Exercise prompt –
Would you return the listing that follows exactly, leaving its pictures behind?

◇ ◇ ◇ ◇ ◇

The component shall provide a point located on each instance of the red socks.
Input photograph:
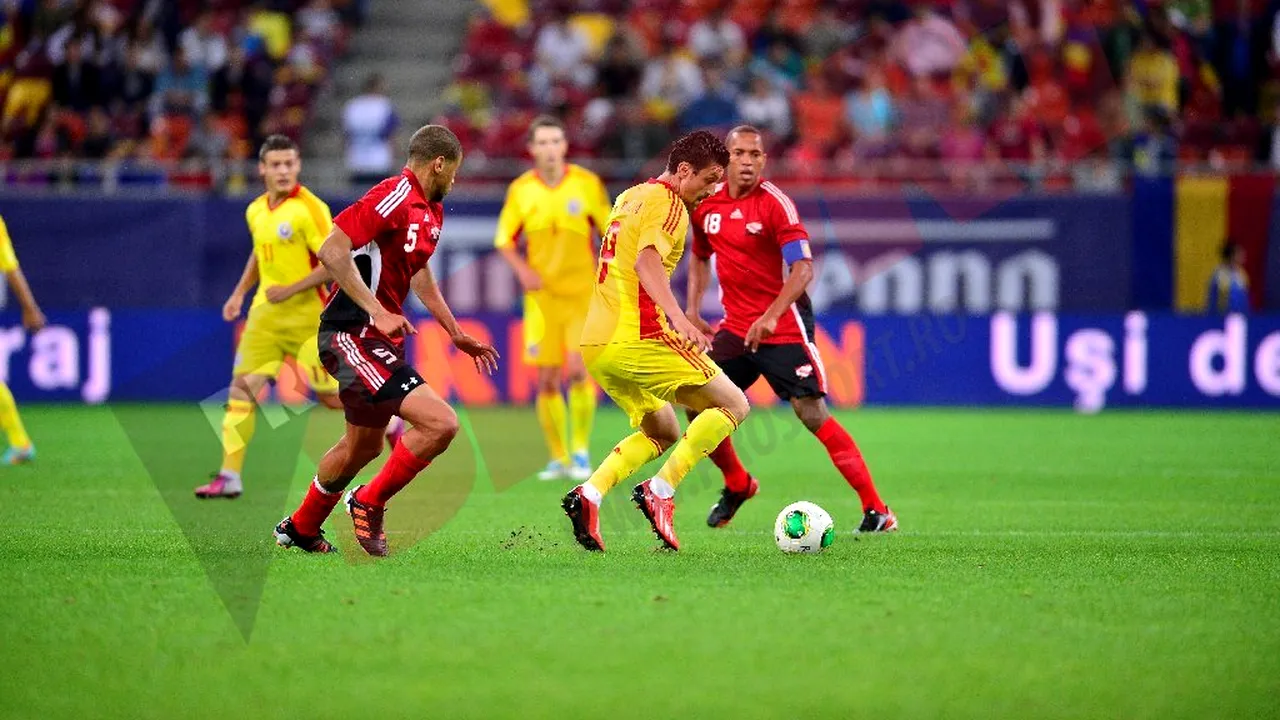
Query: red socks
(315, 509)
(849, 460)
(736, 478)
(401, 468)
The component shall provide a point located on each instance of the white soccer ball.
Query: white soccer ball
(803, 527)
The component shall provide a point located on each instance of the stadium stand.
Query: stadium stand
(964, 92)
(161, 80)
(858, 87)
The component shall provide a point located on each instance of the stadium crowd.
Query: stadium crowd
(1027, 82)
(841, 86)
(161, 80)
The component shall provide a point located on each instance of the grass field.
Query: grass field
(1051, 565)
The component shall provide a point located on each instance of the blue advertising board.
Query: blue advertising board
(874, 256)
(1065, 360)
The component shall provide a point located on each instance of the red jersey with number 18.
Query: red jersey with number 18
(393, 232)
(749, 235)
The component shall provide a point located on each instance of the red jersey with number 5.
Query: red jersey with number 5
(753, 238)
(393, 232)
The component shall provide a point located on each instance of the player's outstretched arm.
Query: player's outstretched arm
(315, 278)
(248, 278)
(484, 355)
(653, 278)
(763, 327)
(336, 256)
(699, 277)
(32, 318)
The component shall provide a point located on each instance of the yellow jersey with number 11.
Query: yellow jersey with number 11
(645, 215)
(286, 241)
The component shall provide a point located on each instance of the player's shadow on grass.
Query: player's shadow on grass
(231, 538)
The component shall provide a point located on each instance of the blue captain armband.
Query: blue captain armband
(796, 250)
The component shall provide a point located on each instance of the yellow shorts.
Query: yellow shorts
(553, 327)
(269, 338)
(641, 376)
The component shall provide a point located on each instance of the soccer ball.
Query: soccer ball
(803, 527)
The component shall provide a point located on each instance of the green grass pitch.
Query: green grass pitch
(1050, 565)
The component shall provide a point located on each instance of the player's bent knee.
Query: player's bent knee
(812, 411)
(739, 406)
(442, 424)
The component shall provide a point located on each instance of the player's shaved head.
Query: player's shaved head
(434, 141)
(543, 122)
(741, 130)
(700, 149)
(274, 142)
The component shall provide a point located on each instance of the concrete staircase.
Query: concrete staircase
(412, 45)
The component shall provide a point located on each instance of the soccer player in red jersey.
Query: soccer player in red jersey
(376, 251)
(754, 231)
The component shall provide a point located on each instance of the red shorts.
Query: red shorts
(373, 376)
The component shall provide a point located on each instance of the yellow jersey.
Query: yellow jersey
(8, 260)
(557, 226)
(286, 241)
(645, 215)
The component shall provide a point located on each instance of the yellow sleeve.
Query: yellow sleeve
(658, 222)
(320, 222)
(510, 222)
(600, 205)
(8, 260)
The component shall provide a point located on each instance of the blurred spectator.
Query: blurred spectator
(274, 27)
(31, 89)
(1229, 285)
(766, 108)
(562, 51)
(928, 44)
(716, 108)
(781, 64)
(620, 72)
(182, 87)
(869, 112)
(1016, 136)
(210, 141)
(636, 135)
(819, 114)
(1153, 147)
(923, 117)
(827, 33)
(1153, 74)
(319, 22)
(773, 32)
(150, 46)
(204, 48)
(99, 140)
(129, 83)
(717, 37)
(671, 81)
(370, 123)
(76, 82)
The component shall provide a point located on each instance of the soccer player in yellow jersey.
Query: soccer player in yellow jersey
(288, 224)
(643, 350)
(21, 449)
(556, 205)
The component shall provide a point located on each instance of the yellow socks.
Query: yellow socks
(703, 436)
(551, 417)
(581, 413)
(9, 420)
(627, 456)
(237, 429)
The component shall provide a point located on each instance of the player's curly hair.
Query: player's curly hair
(699, 149)
(434, 141)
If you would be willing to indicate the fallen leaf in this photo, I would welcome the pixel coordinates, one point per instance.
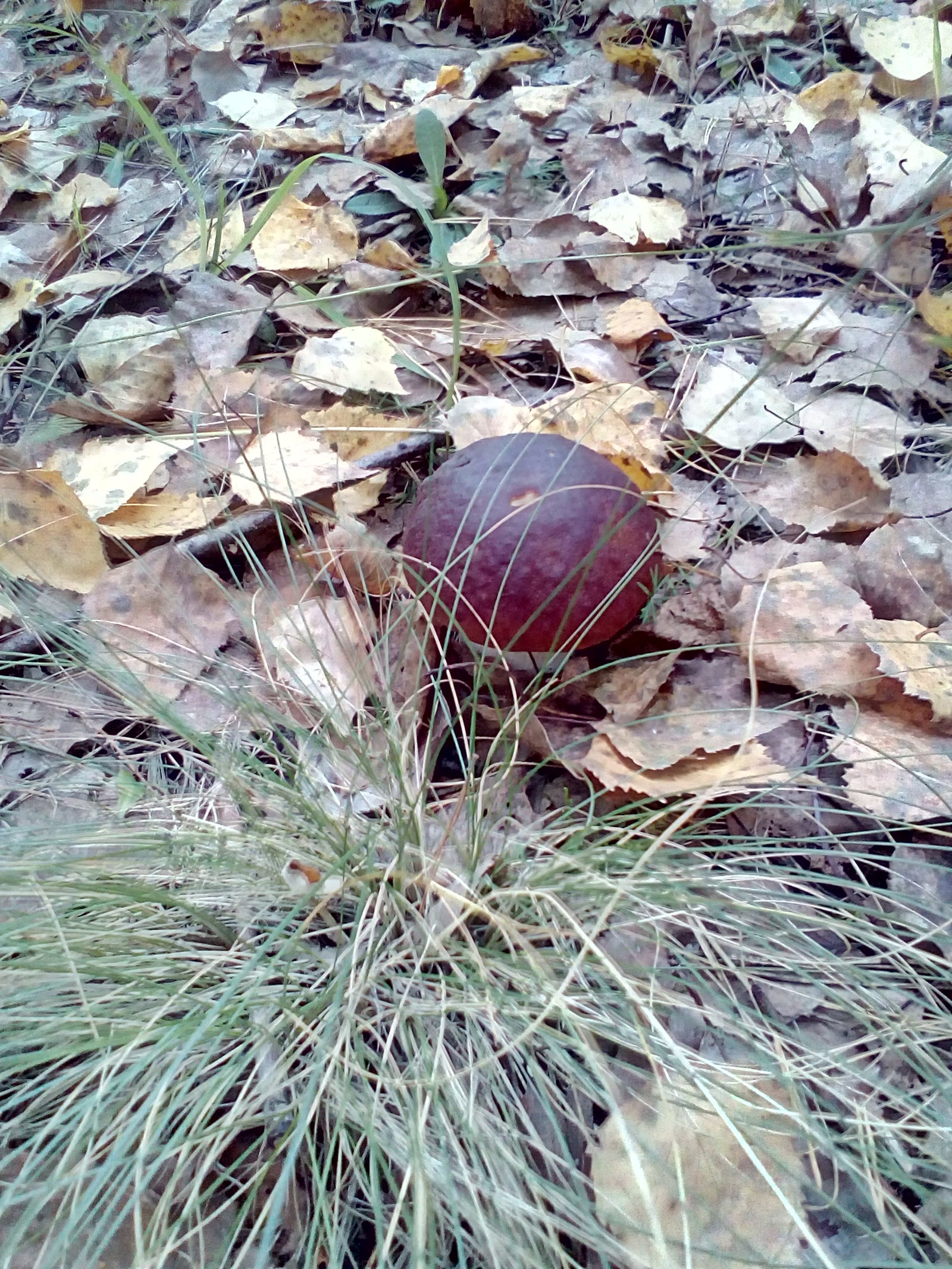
(302, 31)
(906, 570)
(474, 249)
(856, 424)
(477, 418)
(358, 358)
(164, 617)
(907, 47)
(255, 111)
(894, 770)
(397, 135)
(107, 471)
(919, 657)
(721, 1170)
(824, 491)
(353, 431)
(283, 466)
(544, 102)
(801, 627)
(301, 242)
(79, 195)
(320, 647)
(636, 324)
(216, 319)
(731, 770)
(46, 535)
(734, 405)
(797, 325)
(163, 516)
(636, 220)
(183, 250)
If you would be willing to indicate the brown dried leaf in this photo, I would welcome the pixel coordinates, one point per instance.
(46, 533)
(824, 491)
(164, 617)
(671, 1165)
(803, 627)
(897, 770)
(283, 466)
(301, 242)
(731, 770)
(919, 657)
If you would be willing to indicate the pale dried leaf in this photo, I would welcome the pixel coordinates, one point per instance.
(733, 405)
(283, 466)
(163, 616)
(801, 627)
(856, 424)
(359, 358)
(46, 533)
(919, 657)
(638, 220)
(301, 242)
(673, 1165)
(734, 770)
(107, 471)
(797, 325)
(895, 770)
(320, 647)
(824, 491)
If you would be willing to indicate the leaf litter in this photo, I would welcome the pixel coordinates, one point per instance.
(229, 365)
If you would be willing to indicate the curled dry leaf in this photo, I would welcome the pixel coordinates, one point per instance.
(733, 405)
(801, 627)
(895, 770)
(301, 242)
(107, 471)
(824, 491)
(797, 325)
(636, 324)
(46, 533)
(358, 358)
(856, 424)
(283, 466)
(640, 221)
(164, 617)
(919, 657)
(725, 1174)
(735, 769)
(906, 570)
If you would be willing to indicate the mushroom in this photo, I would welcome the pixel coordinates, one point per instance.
(532, 543)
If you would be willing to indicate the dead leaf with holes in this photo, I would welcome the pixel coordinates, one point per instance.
(283, 466)
(856, 424)
(640, 221)
(358, 358)
(734, 405)
(919, 657)
(302, 31)
(46, 533)
(725, 1173)
(895, 770)
(797, 325)
(733, 770)
(107, 471)
(301, 242)
(163, 617)
(823, 491)
(620, 421)
(801, 626)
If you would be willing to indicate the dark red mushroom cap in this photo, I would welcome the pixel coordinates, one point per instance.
(531, 543)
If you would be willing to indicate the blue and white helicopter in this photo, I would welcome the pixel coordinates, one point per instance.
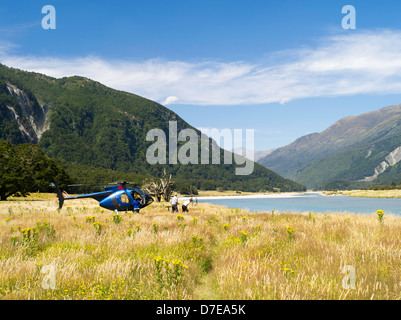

◇ ◇ ◇ ◇ ◇

Worked solution –
The component shall provide a point located on each instance of the red socks.
Input photograph:
Query: red socks
(315, 509)
(849, 460)
(736, 478)
(401, 468)
The component shall provide a point located on each instance of the white soccer ball.
Query: white soccer ball
(803, 527)
The component shall provide a point located on each instance of the stadium stand.
Query: stadium stand
(964, 92)
(161, 80)
(858, 87)
The component shall provide a point located on each instance of the stadium crowd.
Query: stadium crowd
(1027, 82)
(841, 86)
(161, 80)
The component shall provide a point located on each instance of the grass field.
Query: grass field
(1051, 565)
The component shall provide a point located on each instance of the blue advertising board.
Query: blue advertising board
(874, 256)
(1065, 360)
The component shall provide a point located on each instance of the red jersey with number 18.
Query: red jersey with number 18
(393, 232)
(749, 235)
The component shall provide a point located on each instance of the red jersey with number 5.
Query: red jersey with number 5
(753, 238)
(393, 232)
The component shall provide a point located on each instance of the player's outstretched arm.
Query: player's outstretched arm
(315, 278)
(248, 278)
(484, 355)
(653, 278)
(763, 327)
(336, 256)
(699, 277)
(32, 318)
The component shall provide a point located on each instance of the yellow jersey with number 11.
Query: yellow jersey with number 11
(645, 215)
(286, 241)
The component shall provide a point located on each instance of the player's shadow on grass.
Query: player's shadow on grass
(231, 538)
The component shall provide a point located on each instance of the blue captain armband.
Query: blue captain armband
(796, 250)
The component shall provide a point located on each instance of the yellow shorts.
Query: yellow shorts
(553, 327)
(269, 338)
(641, 376)
The component shall provide a point located on each instance of the soccer ball.
Query: soccer ball
(803, 527)
The component shall provide a point located on each instance of the green grass pitch.
Query: green grass pitch
(1050, 565)
The component shall provide a point located on each instance of the player's bent knee.
Query: player's bent knee
(812, 411)
(739, 406)
(442, 424)
The component shall provide a point located on each instance of the player's shaved head.
Query: player's shaved head
(434, 141)
(543, 122)
(741, 130)
(700, 149)
(274, 142)
The component shall provide a point located on each instance of the concrete staircase.
Query: concrete staircase
(412, 45)
The component shall provide a point located on each instance of the soccer player in red jersey.
Query: soccer player in red jersey
(376, 251)
(754, 231)
The component shall provide a point located on each instance of the red shorts.
Query: red shorts
(373, 376)
The component shall provide a point located on each instance of the yellow jersey.
Query: yellow jersey
(8, 260)
(557, 226)
(286, 241)
(645, 215)
The component shall provide a point located on each instance of the yellow sleeve.
Query: yellow sleeve
(658, 222)
(320, 222)
(510, 222)
(600, 205)
(8, 260)
The component shall provide a point located on each instance of the blurred spectator.
Query: blurred spectator
(274, 27)
(31, 89)
(1229, 285)
(766, 108)
(562, 51)
(928, 44)
(716, 108)
(781, 64)
(620, 72)
(182, 87)
(869, 112)
(1016, 136)
(210, 141)
(636, 135)
(819, 114)
(1153, 147)
(923, 117)
(827, 33)
(1153, 74)
(319, 22)
(773, 32)
(150, 46)
(204, 48)
(99, 140)
(129, 83)
(717, 37)
(671, 81)
(370, 123)
(76, 82)
The component shall provide a point located on each instance of the soccer player in yellow jersey.
Query: soccer player in yellow jersey
(288, 224)
(643, 350)
(21, 449)
(556, 205)
The component shall provide a point located on each instance of the yellow socks.
Query: yellow socks
(703, 436)
(551, 417)
(581, 413)
(9, 420)
(627, 456)
(237, 429)
The component shall provide a point located on each instance of the player's curly hair.
Query: player's curly hair
(699, 149)
(434, 141)
If you would be willing to indicate the fallen leaf in this photo, I would welcome the pixel coordinates, one point per instance.
(302, 31)
(906, 570)
(474, 249)
(856, 424)
(477, 418)
(358, 358)
(164, 617)
(907, 47)
(255, 111)
(894, 770)
(397, 135)
(107, 471)
(919, 657)
(721, 1170)
(824, 491)
(353, 431)
(283, 466)
(544, 102)
(801, 627)
(301, 242)
(79, 195)
(320, 647)
(636, 324)
(216, 319)
(731, 770)
(46, 535)
(734, 405)
(797, 325)
(163, 516)
(636, 220)
(183, 250)
If you would be willing to indicate the brown dried leaf in this photo, I would welcome the pixel coordinates, one point per instance.
(46, 533)
(824, 491)
(164, 617)
(671, 1165)
(803, 627)
(897, 770)
(283, 466)
(301, 242)
(731, 770)
(919, 657)
If you would be willing to indicate the pale dried leaf in this photo, I would welcome the pixel coordinates, one point per instance.
(733, 405)
(283, 466)
(163, 616)
(801, 627)
(856, 424)
(359, 358)
(46, 533)
(919, 657)
(638, 220)
(301, 242)
(673, 1165)
(734, 770)
(107, 471)
(797, 325)
(895, 770)
(320, 647)
(824, 491)
If you would be willing to indicate the leaf litter in this photo, I would welcome the pixel coordinates, one point per instance.
(229, 365)
If you would be willing to indicate the curled dry leaf in this photo, I would welcome the pixel coordinates, one point per instance.
(733, 405)
(801, 627)
(895, 770)
(301, 242)
(107, 471)
(824, 491)
(797, 325)
(636, 324)
(46, 533)
(358, 358)
(856, 424)
(283, 466)
(640, 221)
(164, 617)
(919, 657)
(725, 1174)
(735, 769)
(906, 570)
If you would be willing to indicate the mushroom in this photo, I would welcome the pixel coordinates, one point per instance.
(532, 543)
If you would be willing to indicate the dead leaf with holes in this photo, I would welcome the pixel coordinates, one point per instance.
(283, 466)
(856, 424)
(640, 221)
(358, 358)
(734, 405)
(919, 657)
(302, 31)
(46, 533)
(725, 1173)
(895, 770)
(797, 325)
(733, 770)
(107, 471)
(301, 242)
(163, 617)
(823, 491)
(620, 421)
(801, 626)
If you would be willing to indicate the dark red mushroom cap in this photo, I would welcome the pixel coordinates, one point per instance.
(531, 543)
If you would be willing to indicate the blue and white helicopter in this photo, I would welcome the pixel coordinates, one point per instance.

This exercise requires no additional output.